Given exercise
Reproduce the blog post about Google Wave word for word, everything from "Saturday, July 04, 2009" down to "web development conference.".

Text shown
Saturday, July 04, 2009

A wave just took on a new meaning

I've just spent a very pleasant and informative hour watching a YouTube of the "preview" for "Google Wave" at a web development conference.

The little YouTube vid might be one giant ad for a new product but because the product is going to be Open Source (more or less), it means that it has the potential to become one of the most revolutionary communication tools to hit our desktops and mobile devices since the advent of email!

I watched the entire presentation! That's saying something for me! I usually lose interest pretty quickly on this under the hood techy stuff. I don't fully comprehend the inner workings of the www but I like what it produces. This video presentation however, is not that dull really and there wasn't much in it I didn't understand either. I am no developer and I can't read code other than a smattering of HTML. On this video, which explains what is intended with Google Wave when it launches, I could understand the implications of - and the amazing potential - to transform live, real time 'over-the-net-at-a-distance' conversations and collaborations, with people all over the world.

Dave Pollard pinpoints the potential of Google Wave nicely in a recent post of his and I'm grateful he's shown me the link! I'm quite blown away by the potential especially for community building.

Describing Google Wave is quite possibly going to be the hardest aspect of the whole thing I think. Many of the people I associate with outside of the www - in so-called "real life" - barely seem to grasp anything other than the usual suspects of online communications such as email and Instant Messaging. Web tools such as Facebook and Twitter are slowly becoming more common amongst friends and relatives but these are also reasonably linear and static in functionality. Google Wave appears to be a zillion times more interactive than ANY social media could conceive to be, (except maybe for Second Life - which is viewed by many in my immediate circles as totall NQR as in Not-Quite-Right. I'm apparently, more than a little "weird" for being a Second Lifer in these parts).

Point annotations for photos
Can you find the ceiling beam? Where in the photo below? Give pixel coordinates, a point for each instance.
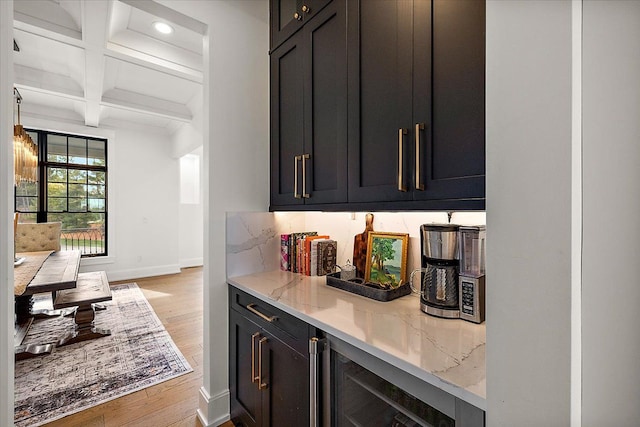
(94, 33)
(126, 100)
(43, 81)
(171, 15)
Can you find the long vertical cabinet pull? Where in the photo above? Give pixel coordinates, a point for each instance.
(305, 195)
(261, 385)
(296, 159)
(419, 183)
(316, 346)
(253, 357)
(401, 134)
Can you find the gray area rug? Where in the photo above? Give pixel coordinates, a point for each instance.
(139, 353)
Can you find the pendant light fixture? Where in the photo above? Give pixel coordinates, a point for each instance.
(25, 151)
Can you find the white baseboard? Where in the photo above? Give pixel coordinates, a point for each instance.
(136, 273)
(213, 411)
(191, 262)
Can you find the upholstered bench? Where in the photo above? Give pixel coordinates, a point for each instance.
(33, 237)
(92, 287)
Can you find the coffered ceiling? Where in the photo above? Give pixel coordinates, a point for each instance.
(102, 62)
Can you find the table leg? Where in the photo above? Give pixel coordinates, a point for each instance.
(84, 329)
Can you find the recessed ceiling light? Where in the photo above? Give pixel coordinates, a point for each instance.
(163, 27)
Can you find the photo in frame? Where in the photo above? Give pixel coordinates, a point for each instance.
(387, 258)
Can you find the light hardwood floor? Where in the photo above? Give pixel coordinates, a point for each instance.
(177, 300)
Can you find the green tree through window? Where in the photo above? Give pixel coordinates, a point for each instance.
(73, 192)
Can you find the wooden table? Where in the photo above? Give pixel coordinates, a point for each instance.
(58, 272)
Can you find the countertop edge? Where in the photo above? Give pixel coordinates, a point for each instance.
(417, 372)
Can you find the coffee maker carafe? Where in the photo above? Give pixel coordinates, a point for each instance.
(440, 268)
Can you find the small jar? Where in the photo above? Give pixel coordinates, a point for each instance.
(348, 271)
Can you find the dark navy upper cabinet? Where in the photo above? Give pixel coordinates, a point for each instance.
(288, 16)
(309, 113)
(379, 105)
(416, 103)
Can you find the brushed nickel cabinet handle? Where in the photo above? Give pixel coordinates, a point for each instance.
(261, 385)
(316, 346)
(304, 176)
(253, 357)
(296, 159)
(401, 186)
(419, 183)
(252, 308)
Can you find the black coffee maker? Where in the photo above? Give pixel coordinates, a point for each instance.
(440, 269)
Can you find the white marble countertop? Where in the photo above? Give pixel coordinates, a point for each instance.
(447, 353)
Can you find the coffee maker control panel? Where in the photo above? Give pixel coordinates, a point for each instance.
(472, 298)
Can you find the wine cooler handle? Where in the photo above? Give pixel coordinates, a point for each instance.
(316, 346)
(419, 183)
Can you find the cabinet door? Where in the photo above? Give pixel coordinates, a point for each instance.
(288, 16)
(325, 106)
(286, 121)
(287, 384)
(449, 71)
(380, 94)
(246, 399)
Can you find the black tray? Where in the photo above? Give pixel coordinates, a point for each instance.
(367, 289)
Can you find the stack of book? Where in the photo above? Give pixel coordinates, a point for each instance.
(308, 253)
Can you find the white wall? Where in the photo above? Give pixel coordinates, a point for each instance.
(529, 212)
(6, 210)
(146, 190)
(236, 143)
(190, 212)
(611, 161)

Task answer
Saturday, July 04, 2009

A wave just took on a new meaning

I've just spent a very pleasant and informative hour watching a YouTube of the "preview" for "Google Wave" at a web development conference.